— Task A —
From the email about the overutilization patch, extract the passage that opens with the words containing "s/overutilization/overutilized/" and closes with "exceeds threshold (80%).". Copy it word for word.
— Task B —
Pick up the email about the overutilization patch after its final line and keep writing it.

— Reading passage —
Received-SPF: pass (google.com: best guess record for domain of linux-kernel-owner@vger.kernel.org designates 209.132.180.67 as permitted sender) client-ip=209.132.180.67;
MIME-Version: 1.0
References: <1568877622-28073-1-git-send-email-yt.chang@mediatek.com>
In-Reply-To: <1568877622-28073-1-git-send-email-yt.chang@mediatek.com>
From:   Vincent Guittot <vincent.guittot@linaro.org>
Date:   Thu, 19 Sep 2019 10:00:13 +0200
Message-ID: <CAKfTPtBFQJKmr0tw6_mA5OLsDu=HE+f4nFgZLGd4vv8dvyiubg@mail.gmail.com>
Subject: Re: [PATCH 1/1] sched/eas: introduce system-wide overutil indicator
To:     YT Chang <yt.chang@mediatek.com>
Cc:     Peter Zijlstra <peterz@infradead.org>,
        Matthias Brugger <matthias.bgg@gmail.com>,
        wsd_upstream@mediatek.com,
        linux-kernel <linux-kernel@vger.kernel.org>,
        LAK <linux-arm-kernel@lists.infradead.org>,
        linux-mediatek@lists.infradead.org
Content-Type: text/plain; charset="UTF-8"
Sender: linux-kernel-owner@vger.kernel.org
Precedence: bulk

On Thu, 19 Sep 2019 at 09:20, YT Chang <yt.chang@mediatek.com> wrote:
>
> When the system is overutilization, the load-balance crossing

s/overutilization/overutilized/

> clusters will be triggered and scheduler will not use energy
> aware scheduling to choose CPUs.
>
> The overutilization means the loading of  ANY CPUs

s/ANY/any/

> exceeds threshold (80%).
>
> However, only 1 heavy task or while-1 program will run on highest
> capacity CPUs and it still result to trigger overutilization. So
> the system will not use Energy Aware scheduling.

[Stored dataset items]
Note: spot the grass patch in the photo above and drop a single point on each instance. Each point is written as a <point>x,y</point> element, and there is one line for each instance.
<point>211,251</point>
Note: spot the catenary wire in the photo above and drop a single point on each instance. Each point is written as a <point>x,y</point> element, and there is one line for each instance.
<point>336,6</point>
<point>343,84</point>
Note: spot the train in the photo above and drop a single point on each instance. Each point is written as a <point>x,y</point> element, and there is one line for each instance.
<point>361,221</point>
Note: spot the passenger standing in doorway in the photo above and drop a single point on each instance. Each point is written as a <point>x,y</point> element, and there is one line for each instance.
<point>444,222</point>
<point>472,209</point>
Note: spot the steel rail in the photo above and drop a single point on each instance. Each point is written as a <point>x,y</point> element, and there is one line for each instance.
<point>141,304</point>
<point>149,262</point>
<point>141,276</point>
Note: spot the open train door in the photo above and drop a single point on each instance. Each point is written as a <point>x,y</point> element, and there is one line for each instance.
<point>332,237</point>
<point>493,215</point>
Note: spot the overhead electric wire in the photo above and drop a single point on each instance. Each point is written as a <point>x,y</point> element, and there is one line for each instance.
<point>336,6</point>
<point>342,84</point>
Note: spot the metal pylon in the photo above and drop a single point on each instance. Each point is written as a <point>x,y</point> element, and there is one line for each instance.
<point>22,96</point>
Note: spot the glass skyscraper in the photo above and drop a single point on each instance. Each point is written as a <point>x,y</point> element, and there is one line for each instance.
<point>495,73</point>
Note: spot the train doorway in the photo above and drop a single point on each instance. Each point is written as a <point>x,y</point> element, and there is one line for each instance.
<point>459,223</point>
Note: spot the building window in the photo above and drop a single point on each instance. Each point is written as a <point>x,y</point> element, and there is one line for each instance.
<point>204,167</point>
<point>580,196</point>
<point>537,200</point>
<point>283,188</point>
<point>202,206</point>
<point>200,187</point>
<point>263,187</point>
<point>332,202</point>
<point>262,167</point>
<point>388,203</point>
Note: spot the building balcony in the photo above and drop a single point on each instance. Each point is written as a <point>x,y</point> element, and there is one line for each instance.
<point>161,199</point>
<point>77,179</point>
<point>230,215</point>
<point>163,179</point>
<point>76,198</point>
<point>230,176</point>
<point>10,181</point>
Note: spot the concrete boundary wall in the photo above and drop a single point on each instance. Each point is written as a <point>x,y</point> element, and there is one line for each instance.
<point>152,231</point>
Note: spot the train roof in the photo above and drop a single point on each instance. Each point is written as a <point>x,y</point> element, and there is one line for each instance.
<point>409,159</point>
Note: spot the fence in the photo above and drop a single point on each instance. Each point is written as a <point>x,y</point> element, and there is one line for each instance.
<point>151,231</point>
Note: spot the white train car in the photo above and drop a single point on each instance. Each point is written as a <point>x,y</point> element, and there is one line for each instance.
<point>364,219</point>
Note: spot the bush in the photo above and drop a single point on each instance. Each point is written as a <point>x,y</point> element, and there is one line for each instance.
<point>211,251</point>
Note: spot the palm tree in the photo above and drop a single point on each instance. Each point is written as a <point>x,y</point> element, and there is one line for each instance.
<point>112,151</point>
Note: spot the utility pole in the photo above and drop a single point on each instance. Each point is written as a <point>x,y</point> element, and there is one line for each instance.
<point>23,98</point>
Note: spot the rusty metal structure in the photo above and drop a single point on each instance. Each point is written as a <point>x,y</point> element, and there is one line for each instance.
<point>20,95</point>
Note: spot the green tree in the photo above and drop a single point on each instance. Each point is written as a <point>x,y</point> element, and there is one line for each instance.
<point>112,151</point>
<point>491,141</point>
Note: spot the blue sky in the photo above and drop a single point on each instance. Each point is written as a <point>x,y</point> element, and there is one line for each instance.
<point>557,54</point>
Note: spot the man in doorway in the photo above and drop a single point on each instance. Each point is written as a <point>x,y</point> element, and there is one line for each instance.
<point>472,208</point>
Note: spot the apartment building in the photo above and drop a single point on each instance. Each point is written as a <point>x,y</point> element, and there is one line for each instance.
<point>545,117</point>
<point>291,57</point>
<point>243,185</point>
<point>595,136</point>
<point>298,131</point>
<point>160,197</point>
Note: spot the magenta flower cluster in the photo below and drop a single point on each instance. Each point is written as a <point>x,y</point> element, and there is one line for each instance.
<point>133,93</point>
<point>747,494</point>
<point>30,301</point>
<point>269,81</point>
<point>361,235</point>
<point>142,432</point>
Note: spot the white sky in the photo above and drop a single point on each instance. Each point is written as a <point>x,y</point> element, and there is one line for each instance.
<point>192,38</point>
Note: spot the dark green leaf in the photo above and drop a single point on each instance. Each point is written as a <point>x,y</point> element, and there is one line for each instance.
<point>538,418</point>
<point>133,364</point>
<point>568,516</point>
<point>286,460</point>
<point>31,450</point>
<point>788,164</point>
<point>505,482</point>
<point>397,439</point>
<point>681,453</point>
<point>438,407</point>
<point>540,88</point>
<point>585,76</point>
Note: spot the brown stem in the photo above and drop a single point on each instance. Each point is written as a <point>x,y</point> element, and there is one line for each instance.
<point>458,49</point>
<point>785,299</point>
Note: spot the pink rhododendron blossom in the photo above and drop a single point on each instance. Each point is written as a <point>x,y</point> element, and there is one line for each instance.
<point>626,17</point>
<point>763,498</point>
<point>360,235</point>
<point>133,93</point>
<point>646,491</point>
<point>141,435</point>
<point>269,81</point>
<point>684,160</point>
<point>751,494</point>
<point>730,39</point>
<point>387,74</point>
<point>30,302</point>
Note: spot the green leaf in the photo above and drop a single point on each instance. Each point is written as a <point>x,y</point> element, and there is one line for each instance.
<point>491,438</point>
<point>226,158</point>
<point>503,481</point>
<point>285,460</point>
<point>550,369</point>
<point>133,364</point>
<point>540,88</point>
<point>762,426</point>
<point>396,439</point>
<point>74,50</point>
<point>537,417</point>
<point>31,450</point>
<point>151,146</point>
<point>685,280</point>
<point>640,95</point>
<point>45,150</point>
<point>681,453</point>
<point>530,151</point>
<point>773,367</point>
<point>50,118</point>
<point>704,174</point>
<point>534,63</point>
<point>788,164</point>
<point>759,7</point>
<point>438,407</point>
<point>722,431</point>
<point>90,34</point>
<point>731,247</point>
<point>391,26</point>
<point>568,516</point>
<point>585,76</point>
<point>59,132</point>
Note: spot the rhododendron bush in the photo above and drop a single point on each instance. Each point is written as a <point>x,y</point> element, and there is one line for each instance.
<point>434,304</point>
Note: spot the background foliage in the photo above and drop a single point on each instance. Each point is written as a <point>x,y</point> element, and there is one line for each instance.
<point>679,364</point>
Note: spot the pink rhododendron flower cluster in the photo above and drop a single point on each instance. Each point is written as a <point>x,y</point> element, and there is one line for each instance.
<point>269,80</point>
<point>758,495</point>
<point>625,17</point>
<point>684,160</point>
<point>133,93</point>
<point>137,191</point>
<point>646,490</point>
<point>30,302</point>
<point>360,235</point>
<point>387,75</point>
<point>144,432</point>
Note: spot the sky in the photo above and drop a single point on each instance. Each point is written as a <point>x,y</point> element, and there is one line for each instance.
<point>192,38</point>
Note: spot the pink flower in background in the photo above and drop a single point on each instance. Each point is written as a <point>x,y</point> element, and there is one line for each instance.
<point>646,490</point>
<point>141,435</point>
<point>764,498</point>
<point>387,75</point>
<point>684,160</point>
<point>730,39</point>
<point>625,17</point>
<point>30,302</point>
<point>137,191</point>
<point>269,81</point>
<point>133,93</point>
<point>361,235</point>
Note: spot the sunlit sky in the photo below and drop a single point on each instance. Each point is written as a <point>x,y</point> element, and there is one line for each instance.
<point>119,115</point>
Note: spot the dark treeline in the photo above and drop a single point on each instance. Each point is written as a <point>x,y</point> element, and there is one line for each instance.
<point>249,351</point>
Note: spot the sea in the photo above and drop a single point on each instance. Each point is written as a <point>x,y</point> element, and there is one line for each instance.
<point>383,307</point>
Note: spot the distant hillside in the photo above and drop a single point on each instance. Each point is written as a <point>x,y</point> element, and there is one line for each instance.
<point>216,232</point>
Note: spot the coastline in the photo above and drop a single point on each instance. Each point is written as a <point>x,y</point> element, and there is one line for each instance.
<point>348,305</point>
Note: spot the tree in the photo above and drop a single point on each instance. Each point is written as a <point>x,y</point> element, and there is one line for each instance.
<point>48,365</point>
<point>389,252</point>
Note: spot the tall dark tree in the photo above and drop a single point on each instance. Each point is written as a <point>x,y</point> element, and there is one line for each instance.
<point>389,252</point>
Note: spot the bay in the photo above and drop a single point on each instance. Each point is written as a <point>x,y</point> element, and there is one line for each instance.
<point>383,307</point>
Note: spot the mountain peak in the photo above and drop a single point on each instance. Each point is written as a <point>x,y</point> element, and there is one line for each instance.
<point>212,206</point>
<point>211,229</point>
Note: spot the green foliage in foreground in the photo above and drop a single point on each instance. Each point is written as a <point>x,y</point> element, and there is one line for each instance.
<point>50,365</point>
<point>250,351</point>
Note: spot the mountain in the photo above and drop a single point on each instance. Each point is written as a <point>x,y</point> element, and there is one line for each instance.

— Output A —
s/overutilization/overutilized/

> clusters will be triggered and scheduler will not use energy
> aware scheduling to choose CPUs.
>
> The overutilization means the loading of  ANY CPUs

s/ANY/any/

> exceeds threshold (80%).

— Output B —
>
> To avoid it, a system-wide over-utilization indicator to trigger
> load-balance cross clusters.

The current rd->overutilized is already system wide. I mean that as
soon as one CPU is overutilized, the whole system is considered as
overutilized whereas you would like a finer grain level of
overutilization.
I remember a patch that was proposing a per sched_domain
overutilization detection. The load_balance at one sched_domain level
was enabled only if the child level was not able to handle the
overutilization and the energy aware scheduling was still used in the
other sched_domain

>
> The policy is:
>         The loading of "ALL CPUs in the highest capacity"
>                                                 exceeds threshold(80%) or
>         The loading of "Any CPUs not in the highest capacity"
>                                                 exceed threshold(80%)

Do you have UCs or figures that show a benefit with this change ?

>
> Signed-off-by: YT Chang <yt.chang@mediatek.com>
> ---
>  kernel/sched/fair.c | 76 +++++++++++++++++++++++++++++++++++++++++++++--------
>  1 file changed, 65 insertions(+), 11 deletions(-)
>
> diff --git a/kernel/sched/fair.c b/kernel/sched/fair.c
> index 036be95..f4c3d70 100644
> --- a/kernel/sched/fair.c
> +++ b/kernel/sched/fair.c
> @@ -5182,10 +5182,71 @@ static inline bool cpu_overutilized(int cpu)
>  static inline void update_overutilized_status(struct rq *rq)
>  {
>         if (!READ_ONCE(rq->rd->overutilized) && cpu_overutilized(rq->cpu)) {
> -               WRITE_ONCE(rq->rd->overutilized, SG_OVERUTILIZED);
> -               trace_sched_overutilized_tp(rq->rd, SG_OVERUTILIZED);
> +               if (capacity_orig_of(cpu_of(rq)) < rq->rd->max_cpu_capacity) {
> +                       WRITE_ONCE(rq->rd->overutilized, SG_OVERUTILIZED);
> +                       trace_sched_overutilized_tp(rq->rd, SG_OVERUTILIZED);
> +               }
>         }
>  }
> +
> +static
> +void update_system_overutilized(struct sched_domain *sd, struct cpumask *cpus)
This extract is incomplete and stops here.